> **ENTRIES SUPPLIED**:

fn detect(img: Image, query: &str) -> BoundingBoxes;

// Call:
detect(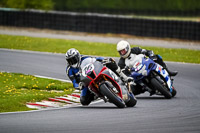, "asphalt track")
[0,49,200,133]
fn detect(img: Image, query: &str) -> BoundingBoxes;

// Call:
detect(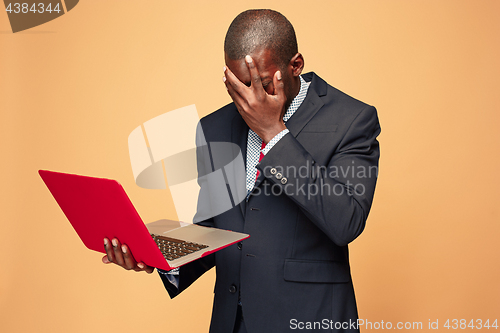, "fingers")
[222,67,248,110]
[102,238,154,274]
[102,238,115,264]
[245,55,265,97]
[273,71,286,102]
[121,244,137,269]
[111,238,125,268]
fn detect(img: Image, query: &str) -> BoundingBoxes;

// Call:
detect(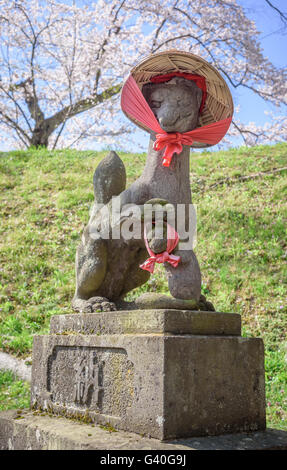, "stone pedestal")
[31,310,265,440]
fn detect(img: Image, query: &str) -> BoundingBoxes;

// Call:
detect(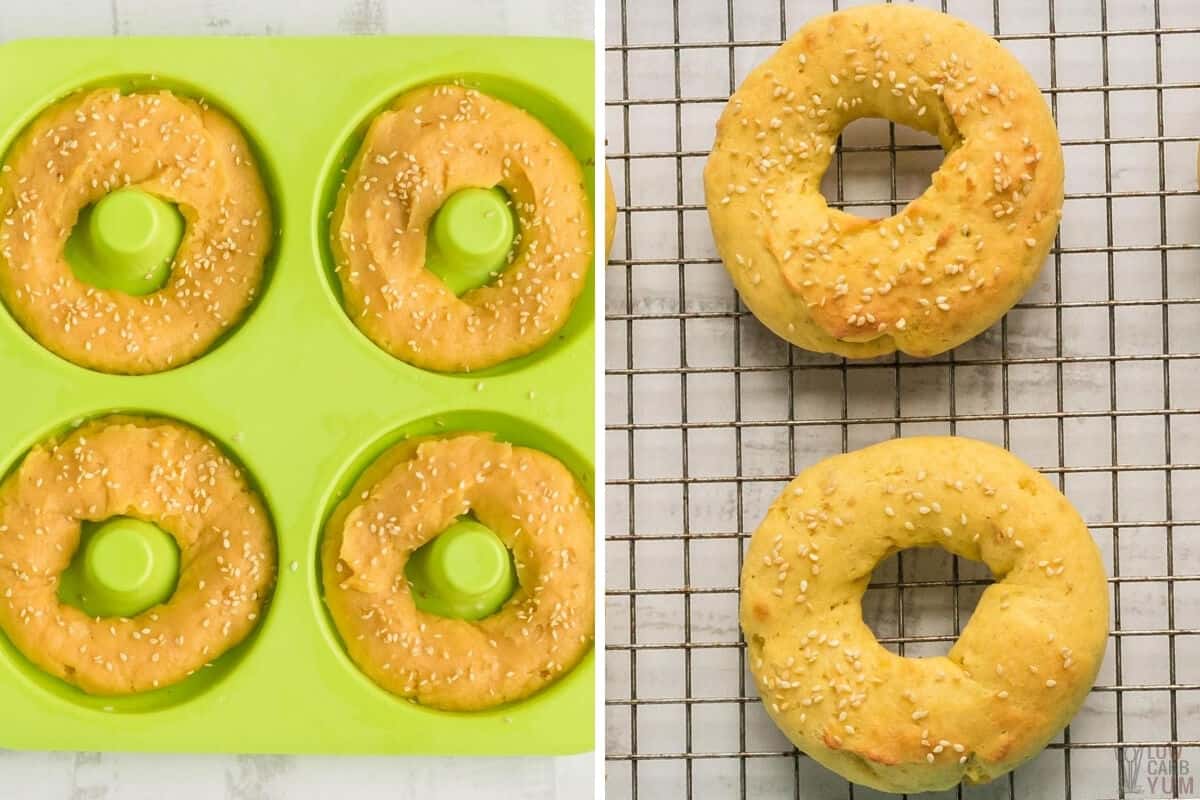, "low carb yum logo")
[1121,747,1195,798]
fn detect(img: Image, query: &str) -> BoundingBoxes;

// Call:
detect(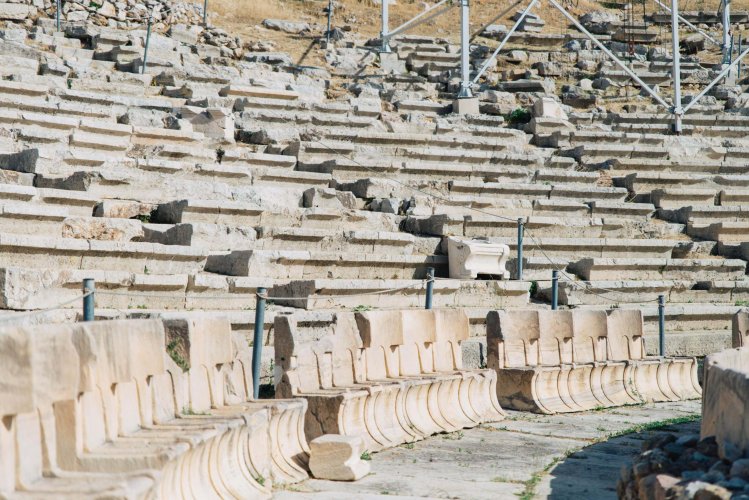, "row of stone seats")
[0,319,308,498]
[487,309,701,413]
[275,310,504,451]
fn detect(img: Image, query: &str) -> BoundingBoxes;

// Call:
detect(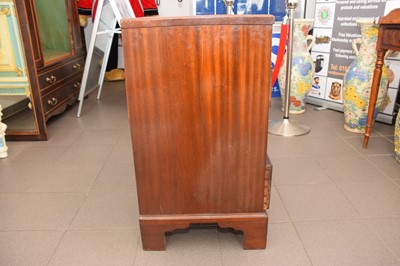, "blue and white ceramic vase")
[278,19,315,114]
[343,20,388,133]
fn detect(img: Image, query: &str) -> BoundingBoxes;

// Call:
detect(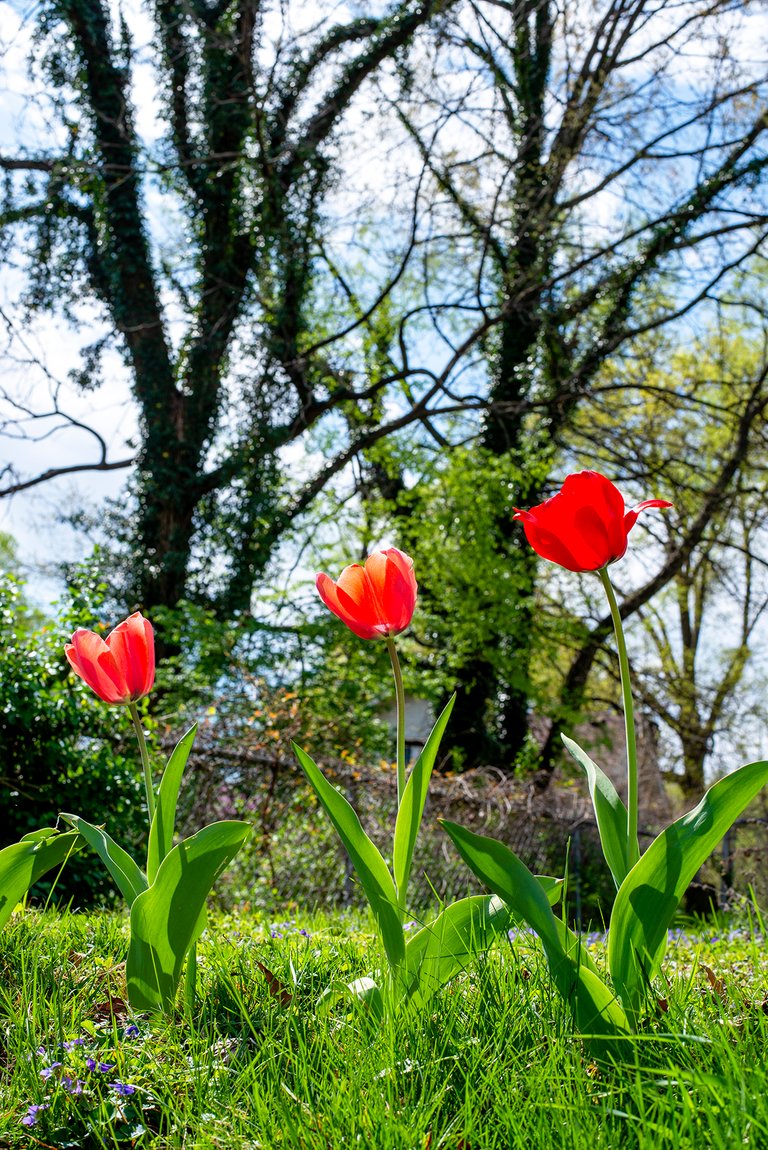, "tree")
[544,316,768,798]
[0,0,462,613]
[361,0,768,764]
[2,0,768,765]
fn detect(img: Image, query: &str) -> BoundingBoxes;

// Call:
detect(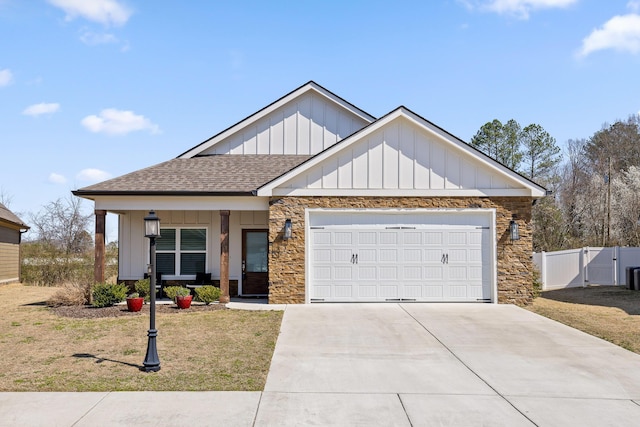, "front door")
[242,230,269,295]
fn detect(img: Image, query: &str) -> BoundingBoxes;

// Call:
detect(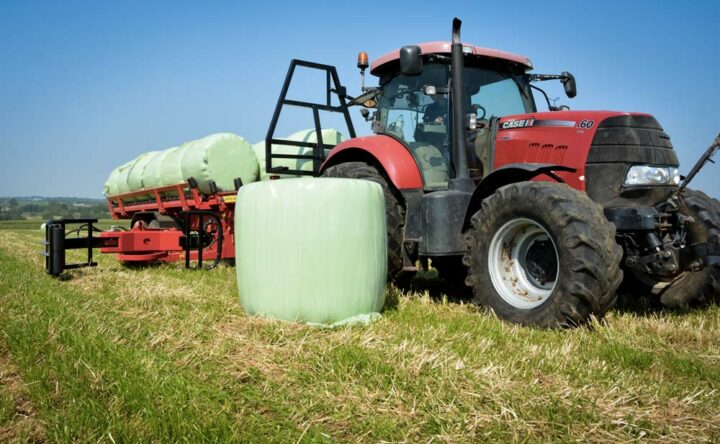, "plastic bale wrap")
[127,151,159,191]
[160,146,187,186]
[235,178,387,325]
[143,147,177,188]
[181,133,258,193]
[105,159,135,196]
[252,128,343,180]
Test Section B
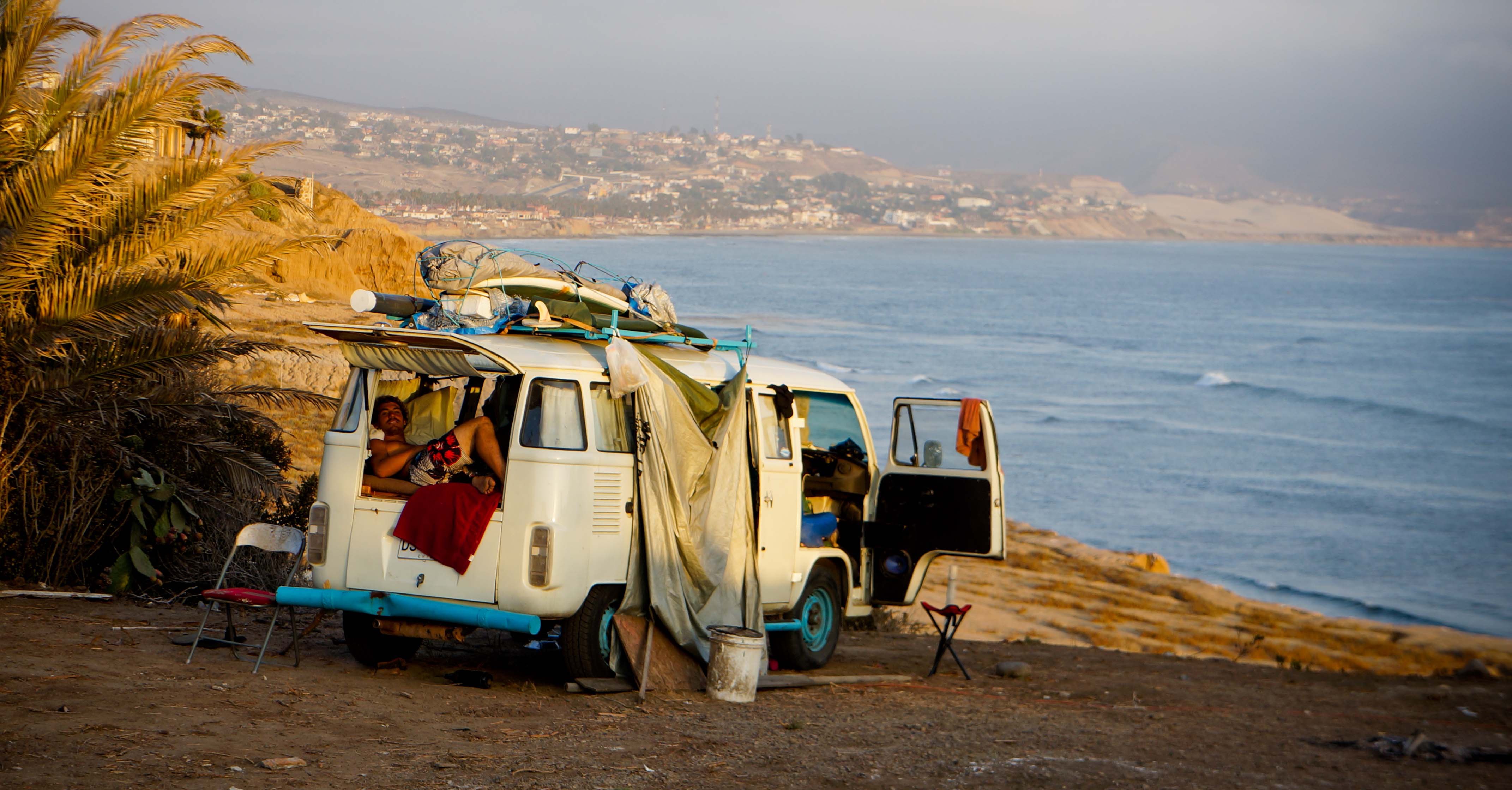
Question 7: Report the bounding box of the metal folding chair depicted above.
[185,523,304,674]
[919,601,971,680]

> **TASK PROMPT**: Can you write out the lines starting with the one containing "Test Section B" and running through the end, replacing "metal folding chair" with "plastic folding chair", changing nothing else, and leaving out the picture?

> **RESPONSE TO THIS EXERCISE**:
Test Section B
Question 7: Report the bounding box of the plastic folding chair depicted above.
[185,523,304,674]
[919,601,971,680]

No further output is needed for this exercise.